» **What is required**
Retype the stretch of the listing from the line containing "For this dataset, tag each instance of the bare" through the line containing "[[16, 215], [47, 61], [508, 36]]", keeping every character as it appears.

BEGIN Stored data

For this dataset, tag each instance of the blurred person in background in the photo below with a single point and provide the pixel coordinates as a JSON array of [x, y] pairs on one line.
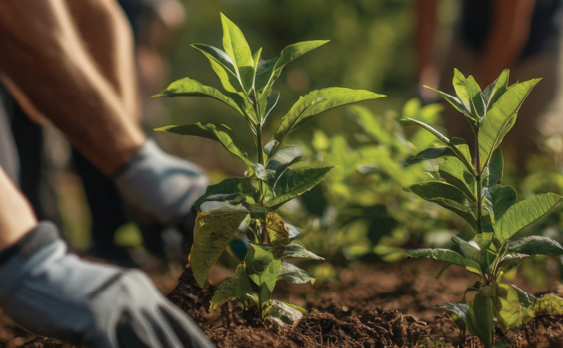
[[490, 36], [153, 23], [70, 63]]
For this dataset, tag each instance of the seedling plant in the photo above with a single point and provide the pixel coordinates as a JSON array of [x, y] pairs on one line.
[[471, 187], [247, 207]]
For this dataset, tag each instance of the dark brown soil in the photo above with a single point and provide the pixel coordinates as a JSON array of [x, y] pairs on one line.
[[372, 306]]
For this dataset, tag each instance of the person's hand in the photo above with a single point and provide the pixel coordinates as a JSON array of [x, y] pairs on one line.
[[160, 189], [52, 293]]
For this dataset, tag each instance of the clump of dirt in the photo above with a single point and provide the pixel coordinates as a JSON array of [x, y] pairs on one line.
[[372, 306]]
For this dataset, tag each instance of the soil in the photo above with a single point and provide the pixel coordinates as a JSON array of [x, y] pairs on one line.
[[389, 305]]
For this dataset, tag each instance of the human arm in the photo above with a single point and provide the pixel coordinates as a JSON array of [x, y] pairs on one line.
[[510, 29], [50, 67], [426, 71]]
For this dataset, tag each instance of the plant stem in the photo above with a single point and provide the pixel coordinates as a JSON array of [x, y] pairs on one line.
[[479, 184]]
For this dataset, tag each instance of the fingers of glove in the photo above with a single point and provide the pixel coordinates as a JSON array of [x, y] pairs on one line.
[[185, 328]]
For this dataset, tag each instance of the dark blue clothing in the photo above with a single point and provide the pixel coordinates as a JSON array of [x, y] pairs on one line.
[[477, 15]]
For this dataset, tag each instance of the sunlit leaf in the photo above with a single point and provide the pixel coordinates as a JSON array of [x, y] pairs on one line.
[[296, 182], [233, 190], [524, 213], [293, 274], [535, 245], [281, 313], [500, 118], [187, 87], [316, 102], [296, 250], [218, 132], [444, 255]]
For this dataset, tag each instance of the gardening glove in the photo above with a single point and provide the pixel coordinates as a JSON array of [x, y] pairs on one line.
[[56, 294], [160, 189]]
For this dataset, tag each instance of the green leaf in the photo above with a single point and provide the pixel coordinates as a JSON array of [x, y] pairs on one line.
[[281, 313], [223, 67], [454, 172], [473, 251], [316, 102], [293, 274], [431, 153], [459, 313], [454, 101], [447, 196], [495, 90], [261, 265], [429, 128], [444, 255], [235, 44], [282, 159], [510, 261], [469, 93], [501, 117], [187, 87], [508, 308], [234, 288], [218, 132], [276, 229], [549, 304], [296, 250], [524, 213], [498, 199], [496, 166], [270, 72], [212, 233], [535, 245], [296, 182], [233, 190], [459, 152], [481, 310]]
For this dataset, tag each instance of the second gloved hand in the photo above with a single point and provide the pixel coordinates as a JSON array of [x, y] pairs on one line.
[[160, 186]]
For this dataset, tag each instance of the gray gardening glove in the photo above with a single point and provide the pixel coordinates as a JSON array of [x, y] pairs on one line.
[[160, 189], [52, 293]]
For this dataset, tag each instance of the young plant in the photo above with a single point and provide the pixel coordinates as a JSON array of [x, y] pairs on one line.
[[471, 188], [248, 205]]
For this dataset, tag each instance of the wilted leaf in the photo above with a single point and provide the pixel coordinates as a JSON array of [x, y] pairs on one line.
[[293, 274], [212, 233], [296, 250], [234, 288], [277, 231], [281, 313]]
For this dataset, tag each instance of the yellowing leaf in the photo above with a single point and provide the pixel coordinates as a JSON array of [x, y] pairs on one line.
[[212, 233]]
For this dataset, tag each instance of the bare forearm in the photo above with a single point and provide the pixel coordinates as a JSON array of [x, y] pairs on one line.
[[16, 215], [47, 61], [508, 36]]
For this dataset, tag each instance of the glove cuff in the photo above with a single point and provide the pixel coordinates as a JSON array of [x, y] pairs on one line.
[[44, 234]]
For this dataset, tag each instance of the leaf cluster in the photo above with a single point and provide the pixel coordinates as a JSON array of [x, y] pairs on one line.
[[247, 207], [471, 187]]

END Stored data

» **Exercise result**
For this dataset, tag each instance of the bare forearm in the photo above with a single point and provide the pixel coordinates as a JSON array of [x, y] pairs on one line.
[[16, 215], [47, 61], [508, 36]]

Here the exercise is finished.